### TASK
Extract every line of the records below that contains the string "black". Only exact case matches count.

Raw records:
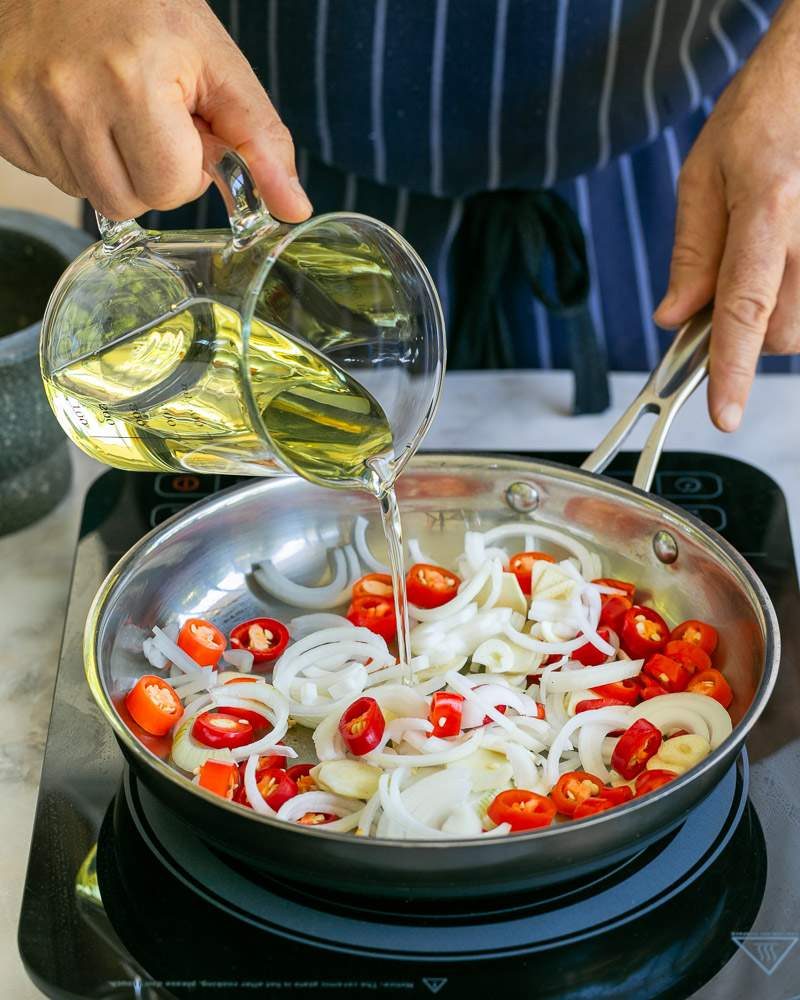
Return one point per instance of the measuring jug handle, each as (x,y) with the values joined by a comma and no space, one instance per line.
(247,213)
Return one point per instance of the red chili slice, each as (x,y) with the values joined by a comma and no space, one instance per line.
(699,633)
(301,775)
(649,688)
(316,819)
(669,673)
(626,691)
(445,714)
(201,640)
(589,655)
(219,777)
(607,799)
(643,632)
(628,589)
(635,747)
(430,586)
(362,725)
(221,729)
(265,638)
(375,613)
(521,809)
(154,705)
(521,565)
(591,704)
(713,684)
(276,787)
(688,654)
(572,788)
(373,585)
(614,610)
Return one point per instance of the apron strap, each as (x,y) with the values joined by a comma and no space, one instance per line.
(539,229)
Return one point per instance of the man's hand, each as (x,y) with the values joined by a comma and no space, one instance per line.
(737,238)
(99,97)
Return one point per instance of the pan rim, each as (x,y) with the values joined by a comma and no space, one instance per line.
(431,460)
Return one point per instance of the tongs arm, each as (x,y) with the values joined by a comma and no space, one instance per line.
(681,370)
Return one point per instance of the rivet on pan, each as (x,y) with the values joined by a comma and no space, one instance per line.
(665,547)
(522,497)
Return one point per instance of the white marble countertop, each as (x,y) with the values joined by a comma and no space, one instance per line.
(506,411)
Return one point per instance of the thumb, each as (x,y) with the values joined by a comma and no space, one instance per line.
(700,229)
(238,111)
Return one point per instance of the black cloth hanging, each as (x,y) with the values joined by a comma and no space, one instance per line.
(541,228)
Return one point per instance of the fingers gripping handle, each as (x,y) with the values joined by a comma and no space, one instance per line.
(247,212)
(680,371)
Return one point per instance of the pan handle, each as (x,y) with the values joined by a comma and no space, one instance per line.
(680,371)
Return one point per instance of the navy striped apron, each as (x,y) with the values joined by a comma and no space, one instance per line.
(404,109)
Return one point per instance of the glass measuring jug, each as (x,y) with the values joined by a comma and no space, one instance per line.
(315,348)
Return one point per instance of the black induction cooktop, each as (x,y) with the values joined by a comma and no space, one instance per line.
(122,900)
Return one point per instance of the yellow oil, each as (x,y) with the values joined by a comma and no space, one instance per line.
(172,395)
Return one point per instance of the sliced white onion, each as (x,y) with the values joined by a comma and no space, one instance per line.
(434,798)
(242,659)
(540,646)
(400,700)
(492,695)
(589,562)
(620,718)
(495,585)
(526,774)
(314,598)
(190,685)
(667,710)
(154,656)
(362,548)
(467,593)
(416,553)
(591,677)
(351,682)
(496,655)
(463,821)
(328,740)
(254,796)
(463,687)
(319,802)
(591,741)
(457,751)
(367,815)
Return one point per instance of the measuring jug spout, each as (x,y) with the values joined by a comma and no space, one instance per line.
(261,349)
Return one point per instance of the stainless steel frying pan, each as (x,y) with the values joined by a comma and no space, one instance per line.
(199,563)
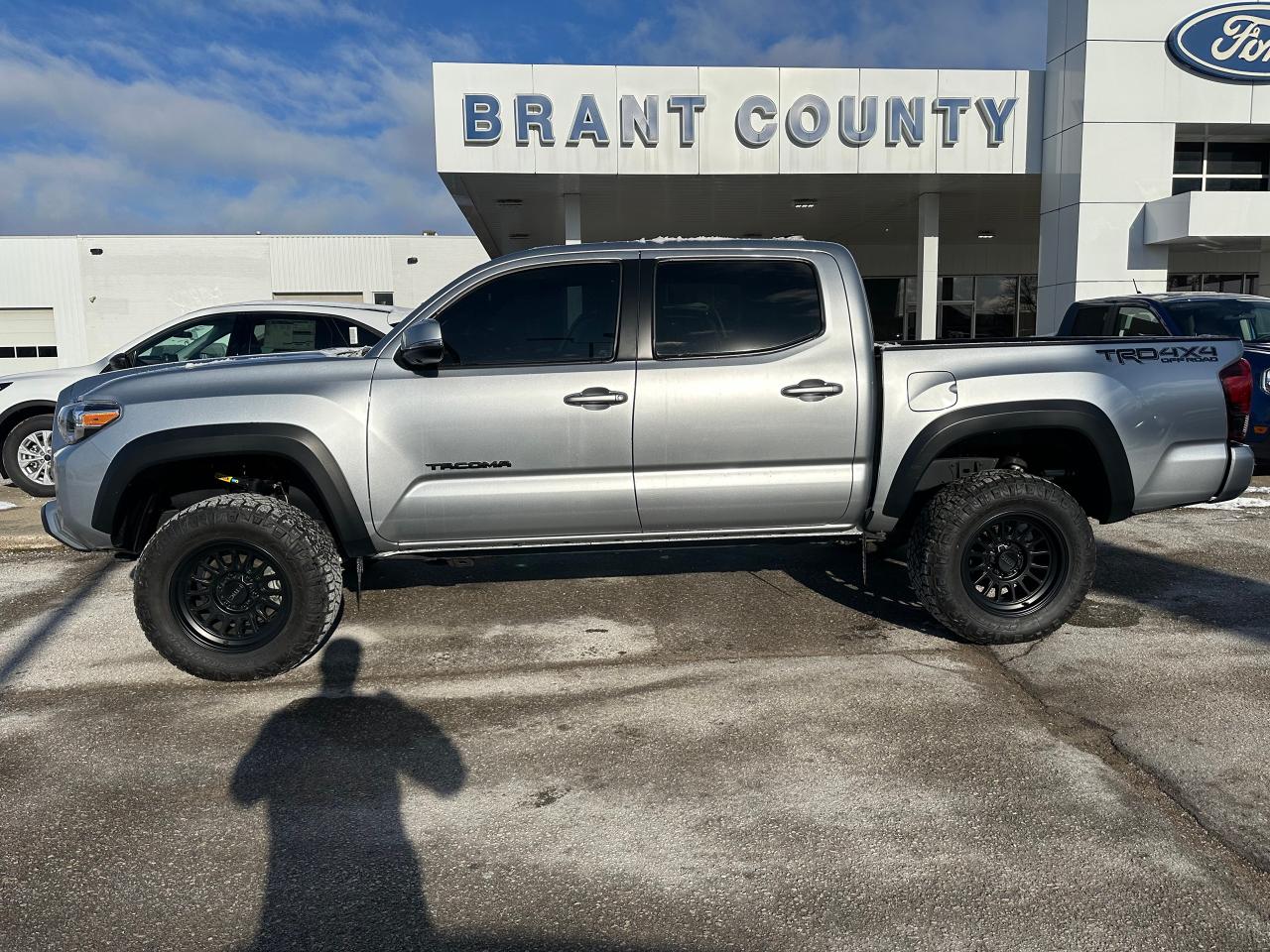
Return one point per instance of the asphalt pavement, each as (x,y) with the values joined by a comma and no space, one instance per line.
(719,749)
---
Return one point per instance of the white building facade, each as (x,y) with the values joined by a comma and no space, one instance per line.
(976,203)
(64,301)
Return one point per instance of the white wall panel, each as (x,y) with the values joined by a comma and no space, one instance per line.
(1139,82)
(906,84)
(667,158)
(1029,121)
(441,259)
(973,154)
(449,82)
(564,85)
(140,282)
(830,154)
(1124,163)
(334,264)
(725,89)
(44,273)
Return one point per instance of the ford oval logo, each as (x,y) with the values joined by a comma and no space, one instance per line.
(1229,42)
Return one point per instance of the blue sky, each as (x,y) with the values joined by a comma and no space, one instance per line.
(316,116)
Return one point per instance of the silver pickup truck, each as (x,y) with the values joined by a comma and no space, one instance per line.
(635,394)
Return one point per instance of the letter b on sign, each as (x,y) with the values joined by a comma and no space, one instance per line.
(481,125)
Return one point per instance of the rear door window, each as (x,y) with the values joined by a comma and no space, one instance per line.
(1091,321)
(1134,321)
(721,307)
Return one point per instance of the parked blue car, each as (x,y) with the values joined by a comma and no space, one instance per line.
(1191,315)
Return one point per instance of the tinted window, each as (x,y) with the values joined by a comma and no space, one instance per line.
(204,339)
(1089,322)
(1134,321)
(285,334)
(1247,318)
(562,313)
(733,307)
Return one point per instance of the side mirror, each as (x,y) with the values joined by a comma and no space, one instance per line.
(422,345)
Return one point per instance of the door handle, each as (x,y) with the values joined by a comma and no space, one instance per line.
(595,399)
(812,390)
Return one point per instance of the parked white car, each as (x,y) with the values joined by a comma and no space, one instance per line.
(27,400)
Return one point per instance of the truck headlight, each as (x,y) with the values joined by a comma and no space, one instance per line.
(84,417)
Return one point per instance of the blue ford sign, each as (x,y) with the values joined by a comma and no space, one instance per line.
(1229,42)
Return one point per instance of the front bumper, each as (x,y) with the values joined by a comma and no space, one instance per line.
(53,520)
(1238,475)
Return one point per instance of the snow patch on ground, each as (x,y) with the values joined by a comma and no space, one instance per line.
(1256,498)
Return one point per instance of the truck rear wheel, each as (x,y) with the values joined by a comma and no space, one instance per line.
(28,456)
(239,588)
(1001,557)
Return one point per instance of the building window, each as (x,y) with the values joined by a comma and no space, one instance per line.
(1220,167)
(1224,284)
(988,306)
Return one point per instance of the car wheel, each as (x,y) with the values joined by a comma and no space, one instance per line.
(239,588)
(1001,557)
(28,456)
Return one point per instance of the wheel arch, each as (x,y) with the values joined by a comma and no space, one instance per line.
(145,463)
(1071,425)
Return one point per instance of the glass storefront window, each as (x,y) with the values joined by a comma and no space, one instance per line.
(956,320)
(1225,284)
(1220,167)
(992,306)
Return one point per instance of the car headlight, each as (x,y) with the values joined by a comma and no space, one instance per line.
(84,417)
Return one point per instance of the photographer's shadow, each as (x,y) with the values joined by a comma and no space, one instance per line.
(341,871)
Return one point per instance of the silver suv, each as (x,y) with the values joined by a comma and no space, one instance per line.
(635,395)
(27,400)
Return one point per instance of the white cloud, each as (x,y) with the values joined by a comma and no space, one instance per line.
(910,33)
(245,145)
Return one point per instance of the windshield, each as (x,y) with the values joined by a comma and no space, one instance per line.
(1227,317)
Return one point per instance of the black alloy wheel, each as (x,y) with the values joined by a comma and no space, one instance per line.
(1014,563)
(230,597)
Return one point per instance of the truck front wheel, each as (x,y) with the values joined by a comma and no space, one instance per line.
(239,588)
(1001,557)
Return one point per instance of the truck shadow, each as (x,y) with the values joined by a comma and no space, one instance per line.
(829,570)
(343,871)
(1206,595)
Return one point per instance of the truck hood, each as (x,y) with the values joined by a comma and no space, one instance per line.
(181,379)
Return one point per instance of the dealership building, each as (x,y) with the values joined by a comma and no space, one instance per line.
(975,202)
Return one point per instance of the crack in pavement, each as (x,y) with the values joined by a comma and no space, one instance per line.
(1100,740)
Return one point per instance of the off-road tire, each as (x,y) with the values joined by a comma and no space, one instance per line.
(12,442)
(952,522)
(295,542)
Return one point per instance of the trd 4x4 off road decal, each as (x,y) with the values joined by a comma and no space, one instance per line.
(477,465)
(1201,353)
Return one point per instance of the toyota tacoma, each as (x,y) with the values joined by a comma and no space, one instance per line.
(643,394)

### SOLUTION TO THIS EXERCISE
Return one point per instance of the black cloth hanging, each as (x,y) with the values joined by a comma and no space, one instance per line.
Return one point per instance of the black induction cooktop, each as (x,y) with the values joined by a comma and no space, one instance per line.
Return one point per instance of the black alloy wheel, each as (x,y) with the values joined by a comma and no space, one instance per line.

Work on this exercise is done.